* **Aim of the exercise**:
Write out the material exactly, leaving every picture behind.

* **Dataset excerpt**:
* * * * *

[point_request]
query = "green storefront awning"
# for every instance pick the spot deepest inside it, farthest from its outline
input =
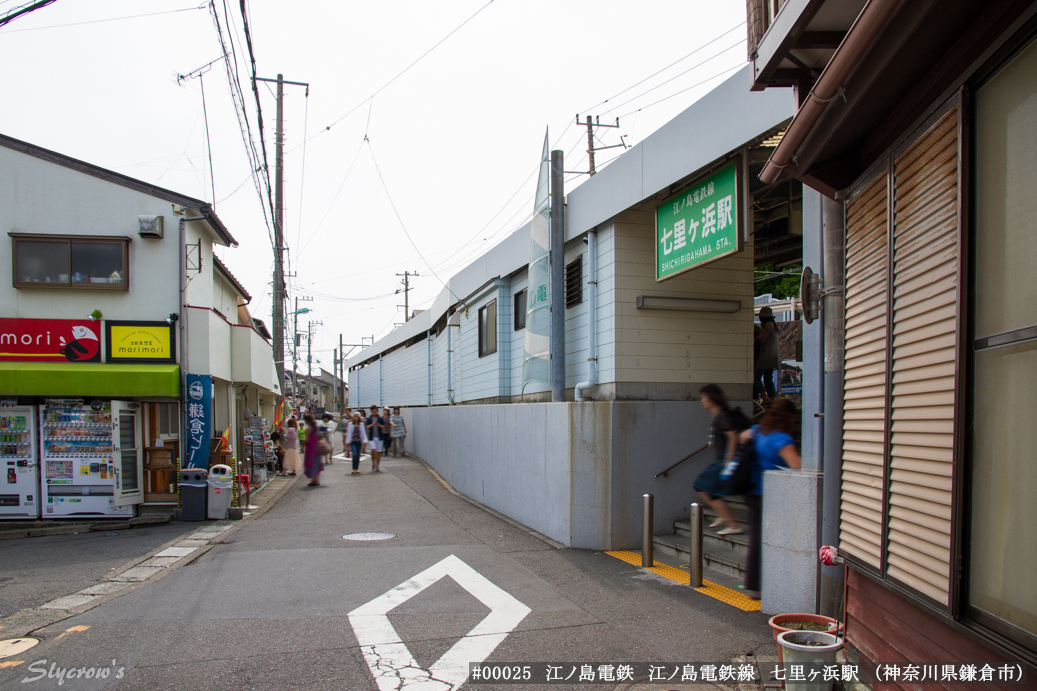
(89, 380)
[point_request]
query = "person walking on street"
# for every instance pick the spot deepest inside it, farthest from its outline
(374, 424)
(326, 427)
(724, 431)
(275, 438)
(342, 424)
(398, 433)
(386, 431)
(290, 444)
(312, 465)
(356, 432)
(775, 449)
(768, 359)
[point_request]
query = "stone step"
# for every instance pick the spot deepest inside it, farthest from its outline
(730, 561)
(711, 536)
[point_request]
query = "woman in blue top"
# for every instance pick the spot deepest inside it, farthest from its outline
(775, 450)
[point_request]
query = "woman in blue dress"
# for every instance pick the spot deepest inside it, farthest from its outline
(775, 450)
(724, 438)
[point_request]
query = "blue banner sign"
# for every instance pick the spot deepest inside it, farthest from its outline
(199, 402)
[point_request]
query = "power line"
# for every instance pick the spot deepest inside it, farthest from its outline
(302, 181)
(400, 74)
(694, 66)
(334, 199)
(111, 19)
(702, 47)
(708, 79)
(398, 218)
(237, 99)
(22, 10)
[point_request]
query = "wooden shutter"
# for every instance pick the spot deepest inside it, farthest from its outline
(864, 393)
(925, 269)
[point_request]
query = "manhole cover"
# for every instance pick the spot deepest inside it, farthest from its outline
(16, 645)
(369, 535)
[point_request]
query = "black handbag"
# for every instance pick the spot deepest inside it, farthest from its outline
(737, 474)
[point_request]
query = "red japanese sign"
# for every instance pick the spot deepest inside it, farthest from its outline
(50, 340)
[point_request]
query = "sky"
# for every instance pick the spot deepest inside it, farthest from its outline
(424, 176)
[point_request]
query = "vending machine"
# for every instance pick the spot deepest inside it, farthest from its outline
(81, 457)
(20, 486)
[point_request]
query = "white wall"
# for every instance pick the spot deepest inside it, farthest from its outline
(40, 197)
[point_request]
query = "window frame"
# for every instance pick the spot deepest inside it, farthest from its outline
(573, 295)
(520, 309)
(491, 328)
(67, 241)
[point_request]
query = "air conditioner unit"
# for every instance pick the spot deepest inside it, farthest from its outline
(150, 226)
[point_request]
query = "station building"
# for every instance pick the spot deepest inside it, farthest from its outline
(576, 471)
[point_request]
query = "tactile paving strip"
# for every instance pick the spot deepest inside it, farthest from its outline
(715, 590)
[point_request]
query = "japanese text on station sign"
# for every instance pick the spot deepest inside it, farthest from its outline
(699, 225)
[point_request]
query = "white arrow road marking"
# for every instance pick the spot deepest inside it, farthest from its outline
(388, 657)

* * * * *

* **Worked answer**:
[point_request]
query = "green storefront awning"
# for every instance pick the spot deepest inside it, farthest from its outline
input =
(89, 380)
[point_request]
query = "person walking on street"
# for every instance pick the spot deepest inside it, farthest from its outline
(374, 424)
(326, 427)
(724, 431)
(275, 438)
(342, 424)
(398, 433)
(386, 431)
(290, 444)
(312, 465)
(356, 432)
(775, 449)
(768, 359)
[point_request]
query = "stone step"
# for every instance pick the spot deepest inside it, farthest from its outline
(730, 561)
(711, 536)
[point_request]
query = "woman in blue top"
# for every instance pick the spot deepest inside it, farthest from its outline
(775, 450)
[point_request]
query = "woman in blue dress"
# for every instance pick the spot deepest inside it, farthest from its outline
(775, 450)
(724, 438)
[point_request]
query = "blue banner sign"
# for every instance pick the spot deepest inside it, farthest from its outline
(199, 402)
[point_request]
query = "power line"
# for every instance pick the spot deepest inside it, farthest from its outline
(302, 181)
(400, 74)
(694, 66)
(334, 199)
(111, 19)
(702, 47)
(708, 79)
(398, 218)
(237, 99)
(22, 10)
[point_request]
query = "wooden shutter"
# for every instance pick the spot deepest inside it, farthest from its outline
(864, 393)
(925, 269)
[point_request]
query = "manhole cover"
# for every instance pick the spot deepest inside it, farthest from its outline
(16, 645)
(369, 535)
[point_request]
query = "black handbag"
# for every instance pick the spot deepest inside it, farthest from its outline
(737, 474)
[point_request]
query = "red japanese sign"
# for every instance pick the spot deepest inside it, farthest from its outline
(50, 340)
[point_request]
query = "sky"
# for every instance pick the spot deepest inside it, farthest from its outline
(424, 176)
[point_request]
query = "vending machine"
# for every instance pick the spot deepest inside it, farthest from its outline
(81, 457)
(20, 486)
[point_request]
query = "white wall"
# for every instance pick the spot deepest inside it, farthest from its outline
(40, 197)
[point_request]
query = "window frame"
# for every instance pick the spot deepest inside it, farthest from its outline
(573, 295)
(520, 309)
(491, 328)
(67, 241)
[point_request]
query = "air conditioner unit"
# for every instance pick the spot deepest inside it, farthest from its outline
(150, 226)
[point_request]
query = "station building"
# for every instance pick the spot deepest inside it, farthest from its outline
(576, 471)
[point_request]
query = "tactile paving strip"
# for every instance pick the spot deepest inside it, farthest from its outline
(715, 590)
[point_request]
query = "japanese text on station sign"
# for every instance pick the spot deepest inside it, farthest from its outline
(699, 225)
[point_request]
query = "white arrow road marking"
# for every instance pick the spot deepest inside it, farthest from its outline
(388, 657)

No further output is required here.